RECORDS FOR THIS TASK START

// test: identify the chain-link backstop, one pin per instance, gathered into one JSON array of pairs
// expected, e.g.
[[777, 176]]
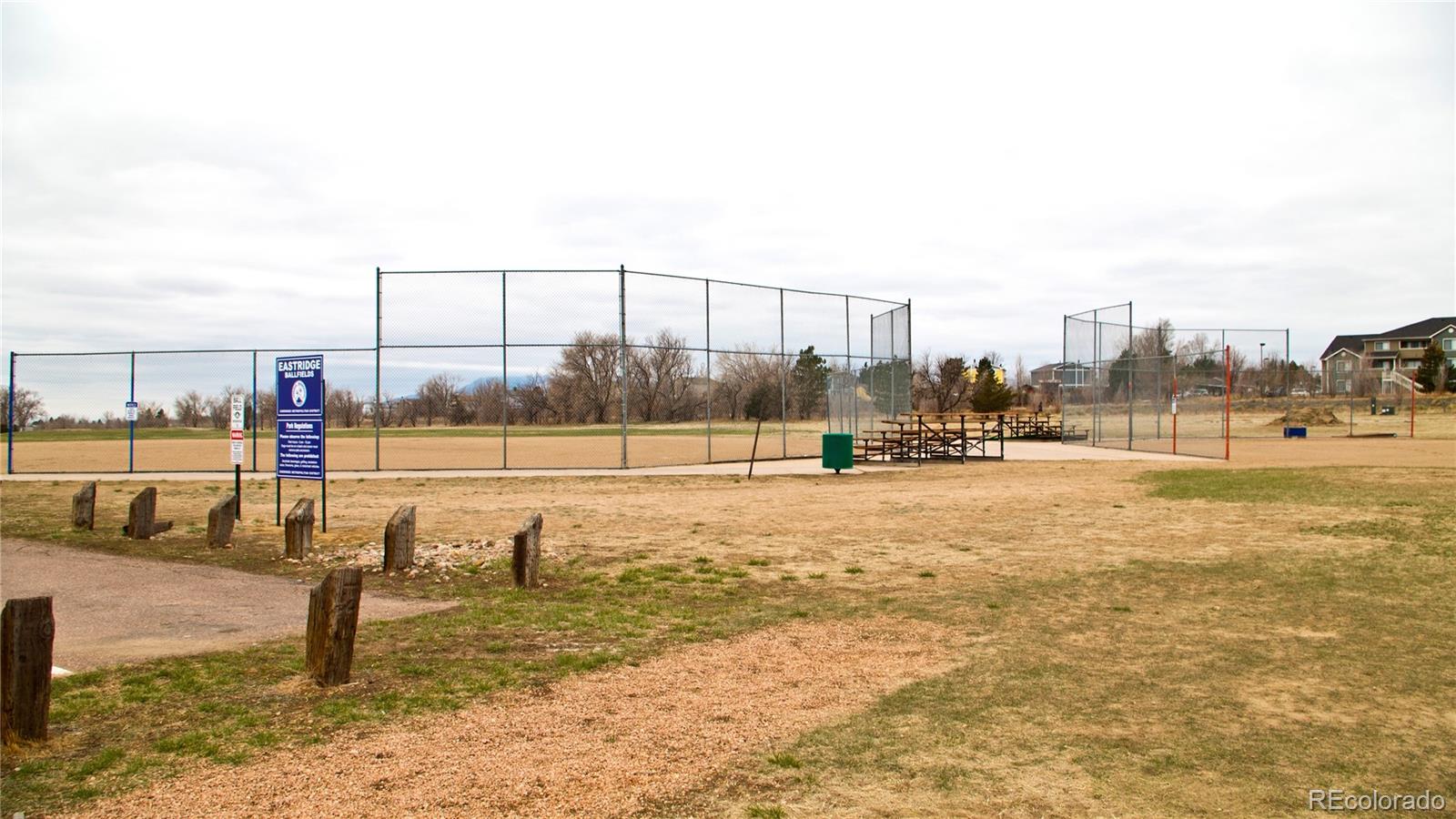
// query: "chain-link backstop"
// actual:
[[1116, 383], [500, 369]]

RECORDS FOR THIS TASK END
RECORDS FOR THIS TASK START

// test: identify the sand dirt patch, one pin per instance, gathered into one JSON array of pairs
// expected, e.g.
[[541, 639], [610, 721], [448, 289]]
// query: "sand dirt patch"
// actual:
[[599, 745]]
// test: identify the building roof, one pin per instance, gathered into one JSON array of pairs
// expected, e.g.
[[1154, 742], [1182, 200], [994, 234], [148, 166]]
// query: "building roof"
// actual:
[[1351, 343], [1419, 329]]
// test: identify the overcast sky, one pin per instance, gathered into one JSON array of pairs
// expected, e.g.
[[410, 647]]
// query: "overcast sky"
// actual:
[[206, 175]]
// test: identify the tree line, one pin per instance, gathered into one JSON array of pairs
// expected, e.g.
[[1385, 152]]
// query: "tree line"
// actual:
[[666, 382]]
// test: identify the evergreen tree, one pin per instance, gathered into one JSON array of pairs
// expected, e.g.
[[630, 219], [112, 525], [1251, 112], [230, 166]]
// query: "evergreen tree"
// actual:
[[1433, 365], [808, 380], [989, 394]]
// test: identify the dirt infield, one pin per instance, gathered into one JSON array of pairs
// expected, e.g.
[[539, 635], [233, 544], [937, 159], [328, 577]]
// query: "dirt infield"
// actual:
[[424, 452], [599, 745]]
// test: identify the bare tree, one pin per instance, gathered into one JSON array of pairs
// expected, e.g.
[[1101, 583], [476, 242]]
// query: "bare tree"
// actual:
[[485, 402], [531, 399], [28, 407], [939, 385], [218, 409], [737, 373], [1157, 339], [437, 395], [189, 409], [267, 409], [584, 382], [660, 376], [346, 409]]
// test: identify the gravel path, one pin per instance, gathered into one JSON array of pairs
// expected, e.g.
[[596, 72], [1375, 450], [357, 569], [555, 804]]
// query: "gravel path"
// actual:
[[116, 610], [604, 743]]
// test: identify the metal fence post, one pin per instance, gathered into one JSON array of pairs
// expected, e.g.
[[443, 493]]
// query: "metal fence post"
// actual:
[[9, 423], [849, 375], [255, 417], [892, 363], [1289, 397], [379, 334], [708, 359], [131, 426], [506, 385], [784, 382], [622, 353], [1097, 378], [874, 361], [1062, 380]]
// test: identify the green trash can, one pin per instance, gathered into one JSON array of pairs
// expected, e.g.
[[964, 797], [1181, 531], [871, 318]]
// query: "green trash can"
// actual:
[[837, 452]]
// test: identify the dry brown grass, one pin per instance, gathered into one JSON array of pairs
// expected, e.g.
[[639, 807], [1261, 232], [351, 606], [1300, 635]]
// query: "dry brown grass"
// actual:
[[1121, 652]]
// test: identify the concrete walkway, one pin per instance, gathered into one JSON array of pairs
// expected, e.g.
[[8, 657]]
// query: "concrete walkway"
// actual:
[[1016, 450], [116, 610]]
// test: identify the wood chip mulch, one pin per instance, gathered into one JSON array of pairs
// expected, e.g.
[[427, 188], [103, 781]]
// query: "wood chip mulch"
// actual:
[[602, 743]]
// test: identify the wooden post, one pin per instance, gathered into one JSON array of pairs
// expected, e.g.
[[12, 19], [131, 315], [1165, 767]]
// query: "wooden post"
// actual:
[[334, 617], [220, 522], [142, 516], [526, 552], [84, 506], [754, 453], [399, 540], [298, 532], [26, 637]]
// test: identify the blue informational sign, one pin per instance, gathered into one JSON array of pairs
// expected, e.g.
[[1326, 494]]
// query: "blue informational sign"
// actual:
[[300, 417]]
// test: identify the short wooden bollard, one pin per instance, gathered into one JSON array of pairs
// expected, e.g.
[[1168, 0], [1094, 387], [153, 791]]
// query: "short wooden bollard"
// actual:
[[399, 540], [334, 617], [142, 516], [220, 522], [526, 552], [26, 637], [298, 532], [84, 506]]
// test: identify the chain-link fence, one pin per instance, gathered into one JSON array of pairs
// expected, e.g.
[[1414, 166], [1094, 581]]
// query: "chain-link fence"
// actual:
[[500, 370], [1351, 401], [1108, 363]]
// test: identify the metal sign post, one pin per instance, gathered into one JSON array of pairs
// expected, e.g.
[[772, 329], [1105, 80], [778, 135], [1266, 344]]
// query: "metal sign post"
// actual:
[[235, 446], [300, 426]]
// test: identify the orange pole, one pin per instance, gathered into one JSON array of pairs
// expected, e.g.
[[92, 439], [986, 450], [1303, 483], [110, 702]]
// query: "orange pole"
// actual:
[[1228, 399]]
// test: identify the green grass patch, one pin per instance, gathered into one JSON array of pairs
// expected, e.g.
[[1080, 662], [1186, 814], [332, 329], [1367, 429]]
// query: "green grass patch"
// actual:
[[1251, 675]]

RECORDS FOR THIS TASK END

* _PROBLEM DESCRIPTION_: A copy of each line above that holds the word "metal" is the expected answer.

* _RESULT OF THIS EXERCISE_:
// test: identify the metal fence post, one pin per instance, gathered into one JSON array of pairs
// query: "metal fence post"
// test: identify the metal sign post, one pin per instance, gathered into one JSON array of pairs
// query: "metal sign post"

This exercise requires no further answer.